### Task goal
Reproduce verbatim the rows below, starting with the line that contains "Note to the class: point out the banana" and continuing through the line that contains "<point>78,410</point>". Include both of those lines and output nothing else.

================================

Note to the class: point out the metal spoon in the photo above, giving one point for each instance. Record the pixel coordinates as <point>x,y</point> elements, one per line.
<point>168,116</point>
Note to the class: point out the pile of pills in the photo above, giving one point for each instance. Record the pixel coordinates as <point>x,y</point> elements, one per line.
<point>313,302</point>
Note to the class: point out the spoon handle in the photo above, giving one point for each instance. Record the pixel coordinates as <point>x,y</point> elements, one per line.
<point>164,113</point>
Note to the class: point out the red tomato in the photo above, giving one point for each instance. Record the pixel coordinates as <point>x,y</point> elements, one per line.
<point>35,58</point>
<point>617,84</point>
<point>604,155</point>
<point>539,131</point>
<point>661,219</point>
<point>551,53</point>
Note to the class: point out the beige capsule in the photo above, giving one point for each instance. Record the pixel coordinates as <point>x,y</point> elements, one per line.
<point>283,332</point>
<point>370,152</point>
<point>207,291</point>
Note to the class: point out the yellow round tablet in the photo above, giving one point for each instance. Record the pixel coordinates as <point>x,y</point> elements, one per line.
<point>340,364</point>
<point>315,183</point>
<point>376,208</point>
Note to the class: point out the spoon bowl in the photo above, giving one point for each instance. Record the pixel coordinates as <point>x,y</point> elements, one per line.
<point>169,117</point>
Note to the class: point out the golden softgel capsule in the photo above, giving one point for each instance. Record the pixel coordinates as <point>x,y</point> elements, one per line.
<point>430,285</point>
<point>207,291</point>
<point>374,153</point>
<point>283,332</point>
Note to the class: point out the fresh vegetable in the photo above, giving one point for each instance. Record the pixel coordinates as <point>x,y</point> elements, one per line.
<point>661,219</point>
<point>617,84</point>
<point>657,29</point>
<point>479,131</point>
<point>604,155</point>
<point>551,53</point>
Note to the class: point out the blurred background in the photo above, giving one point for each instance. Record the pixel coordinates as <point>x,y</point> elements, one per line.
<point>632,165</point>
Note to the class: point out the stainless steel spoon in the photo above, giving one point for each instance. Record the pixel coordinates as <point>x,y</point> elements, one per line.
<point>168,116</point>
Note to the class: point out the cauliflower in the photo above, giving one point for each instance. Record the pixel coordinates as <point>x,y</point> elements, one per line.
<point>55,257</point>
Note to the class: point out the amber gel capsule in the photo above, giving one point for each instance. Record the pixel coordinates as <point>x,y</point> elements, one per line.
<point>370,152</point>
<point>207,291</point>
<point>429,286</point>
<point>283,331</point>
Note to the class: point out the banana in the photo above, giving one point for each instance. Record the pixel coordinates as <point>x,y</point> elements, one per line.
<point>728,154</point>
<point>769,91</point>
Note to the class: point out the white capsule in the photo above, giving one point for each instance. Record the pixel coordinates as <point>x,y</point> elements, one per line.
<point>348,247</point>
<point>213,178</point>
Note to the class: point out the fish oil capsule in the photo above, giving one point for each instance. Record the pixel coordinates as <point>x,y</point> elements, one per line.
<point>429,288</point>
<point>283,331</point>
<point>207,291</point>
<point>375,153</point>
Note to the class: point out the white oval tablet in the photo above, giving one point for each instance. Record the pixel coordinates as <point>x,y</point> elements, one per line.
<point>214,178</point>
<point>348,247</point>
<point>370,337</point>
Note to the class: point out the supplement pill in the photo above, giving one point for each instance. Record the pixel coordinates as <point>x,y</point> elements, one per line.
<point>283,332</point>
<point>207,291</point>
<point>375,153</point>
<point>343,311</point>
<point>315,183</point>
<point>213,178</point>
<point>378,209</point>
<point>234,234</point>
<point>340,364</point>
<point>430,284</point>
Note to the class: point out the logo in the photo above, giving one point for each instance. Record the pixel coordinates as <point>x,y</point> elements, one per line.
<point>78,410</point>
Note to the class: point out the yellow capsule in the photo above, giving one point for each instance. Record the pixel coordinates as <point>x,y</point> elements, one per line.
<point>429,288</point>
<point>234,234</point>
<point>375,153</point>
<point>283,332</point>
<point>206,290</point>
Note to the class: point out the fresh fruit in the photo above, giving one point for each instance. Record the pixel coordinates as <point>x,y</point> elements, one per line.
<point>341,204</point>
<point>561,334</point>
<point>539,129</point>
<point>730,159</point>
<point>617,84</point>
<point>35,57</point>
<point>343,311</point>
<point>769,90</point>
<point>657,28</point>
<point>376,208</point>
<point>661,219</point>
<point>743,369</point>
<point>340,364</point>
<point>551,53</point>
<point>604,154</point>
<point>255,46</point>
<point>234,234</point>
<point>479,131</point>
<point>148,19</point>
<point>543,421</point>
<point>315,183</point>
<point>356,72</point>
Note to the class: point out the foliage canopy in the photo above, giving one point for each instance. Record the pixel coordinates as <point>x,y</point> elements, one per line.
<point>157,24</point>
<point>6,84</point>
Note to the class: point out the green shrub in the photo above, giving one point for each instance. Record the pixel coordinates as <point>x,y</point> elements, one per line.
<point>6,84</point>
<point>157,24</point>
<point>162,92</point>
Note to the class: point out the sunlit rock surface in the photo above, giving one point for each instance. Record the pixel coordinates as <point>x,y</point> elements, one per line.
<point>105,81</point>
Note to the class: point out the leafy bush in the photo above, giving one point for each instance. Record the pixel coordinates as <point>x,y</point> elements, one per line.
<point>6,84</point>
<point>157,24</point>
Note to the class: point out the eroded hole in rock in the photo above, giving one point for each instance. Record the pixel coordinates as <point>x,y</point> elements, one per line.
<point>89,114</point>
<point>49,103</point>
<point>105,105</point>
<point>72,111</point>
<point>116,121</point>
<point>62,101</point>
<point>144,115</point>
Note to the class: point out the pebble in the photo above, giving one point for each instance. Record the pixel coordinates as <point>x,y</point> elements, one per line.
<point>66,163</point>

================================

### Solution to the exercise
Note to the class: point out the banana in the photo above, giving one point for each instance. Record the pixel coordinates as <point>x,y</point> elements, one per line.
<point>728,154</point>
<point>769,91</point>
Note to the class: point out the white capsule in the photo above, giving one point for each instance. Record the pixel coordinates as <point>x,y</point> elements, one per line.
<point>348,247</point>
<point>213,178</point>
Note to the class: point out the fish oil capsule in the photo above, giving one point for each instance. Record the pixel coordinates as <point>x,y</point> elements, one per line.
<point>429,288</point>
<point>283,331</point>
<point>207,291</point>
<point>375,153</point>
Note to the class: point out the white oval tablet in the photo above, giving one point for each instance. Record the pixel coordinates as <point>x,y</point> elements, one per line.
<point>214,178</point>
<point>348,247</point>
<point>370,337</point>
Note to the class: point out the supplement pill in the photo above, giving one point for each instance. Record the pixel coordinates as <point>x,y</point> elements, one per line.
<point>283,332</point>
<point>207,291</point>
<point>375,153</point>
<point>343,311</point>
<point>315,183</point>
<point>213,178</point>
<point>378,209</point>
<point>234,234</point>
<point>340,364</point>
<point>430,284</point>
Note to the class: point out the logo in the photo above, giving one point for each instance. Record the pixel coordinates as <point>x,y</point> elements, one per line.
<point>78,410</point>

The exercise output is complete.